* Task statement:
Find the line holding "box: [55, 221, 70, 240]" in the entries below. Give it again exactly, along with every line after it up to and including the line holding "181L435 186L450 187V167L438".

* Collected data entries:
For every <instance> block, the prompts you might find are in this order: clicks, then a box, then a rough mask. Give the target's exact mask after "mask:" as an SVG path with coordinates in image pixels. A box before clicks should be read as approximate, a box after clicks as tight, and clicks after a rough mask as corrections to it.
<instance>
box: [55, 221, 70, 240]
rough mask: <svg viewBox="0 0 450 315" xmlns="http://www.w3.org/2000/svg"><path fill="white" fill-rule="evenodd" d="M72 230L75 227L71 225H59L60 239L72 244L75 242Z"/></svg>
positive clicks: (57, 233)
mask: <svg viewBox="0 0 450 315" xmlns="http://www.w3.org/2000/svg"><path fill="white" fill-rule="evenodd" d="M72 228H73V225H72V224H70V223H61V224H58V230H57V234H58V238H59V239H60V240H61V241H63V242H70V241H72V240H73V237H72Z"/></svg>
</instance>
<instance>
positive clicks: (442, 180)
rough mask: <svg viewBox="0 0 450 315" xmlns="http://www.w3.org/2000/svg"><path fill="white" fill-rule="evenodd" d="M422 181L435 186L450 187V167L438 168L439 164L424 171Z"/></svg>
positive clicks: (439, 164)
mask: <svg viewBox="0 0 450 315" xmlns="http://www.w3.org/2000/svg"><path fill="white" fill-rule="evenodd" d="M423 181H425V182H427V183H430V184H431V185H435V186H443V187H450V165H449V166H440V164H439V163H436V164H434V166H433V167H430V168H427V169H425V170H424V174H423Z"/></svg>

* Result for this exercise:
box: [55, 221, 70, 240]
rough mask: <svg viewBox="0 0 450 315" xmlns="http://www.w3.org/2000/svg"><path fill="white" fill-rule="evenodd" d="M72 230L75 227L71 225H59L60 239L72 244L75 242Z"/></svg>
positive clicks: (57, 233)
mask: <svg viewBox="0 0 450 315" xmlns="http://www.w3.org/2000/svg"><path fill="white" fill-rule="evenodd" d="M72 228H73V225H72V224H70V223H61V224H58V230H57V234H58V238H59V239H60V240H61V241H63V242H70V241H72V240H73V237H72Z"/></svg>
</instance>
<instance>
positive clicks: (442, 180)
rough mask: <svg viewBox="0 0 450 315" xmlns="http://www.w3.org/2000/svg"><path fill="white" fill-rule="evenodd" d="M422 181L435 186L450 187V167L438 168L439 164L424 171Z"/></svg>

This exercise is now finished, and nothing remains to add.